Work task: Carry on the article about the Italian firm CABI Cattaneo, starting after its last sentence.

Selected extract:
CABI Cattaneo was founded in 1936 by Giustino Cattaneo and was involved in vehicle design and engineering before World War II. They have primarily supplied Italy's COMSUBIN Special Forces but they have also been active in the export market, albeit in absolute secrecy. In 2016 the company participated in an expo, Seafuture 2016, for the first time. From their inception they involved in the production of components for special operations craft, in 1936 they produced the engine components for the first MT explosive motorboats.

In 2018 the company unveiled their Deep Shadow swimmer delivery vehicle. It has a crew of two and a carrying capacity of four combat divers.

They are based in Milan, Italy.

==Products==

===Tipo-C Chariot===
The Tipo-C Chariot was introduced in 1954 for the Incursori.

Information given:
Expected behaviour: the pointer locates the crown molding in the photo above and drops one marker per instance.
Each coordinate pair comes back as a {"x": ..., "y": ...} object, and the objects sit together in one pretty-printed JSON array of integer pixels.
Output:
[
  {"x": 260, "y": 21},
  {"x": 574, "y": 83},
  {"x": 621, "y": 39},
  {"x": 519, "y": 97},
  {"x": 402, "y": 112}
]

Task result:
====Specifications====
- Length: 6.430 m
- Hull diameter: 0.76 m
- Operating depth: 30 m
- Speed: 4.8 kn max, 2.3 kn cruising
- Endurance: 26 nmi
- Armament: limpet mines
- Crew: 2+

===BIR-58===
The BIR-58 swimmer delivery vehicle was introduced in 1958. It was named for Gino Birindelli and had a gasoline engine for surface running.

====Specifications====
- Length: 6.45 m
- Hull width: 1.18 m
- Empty weight: 1.5 tonnes
- Operating depth: 20 m
- Speed: 4.5 kn max, 3.5 kn cruising
- Endurance: 40 nmi on batteries, 70 nmi with engine (surface)
- Armament: limpet mines
- Crew/PAX: 5

===AE-90===
Revealed to the public in 2023 after its retirement.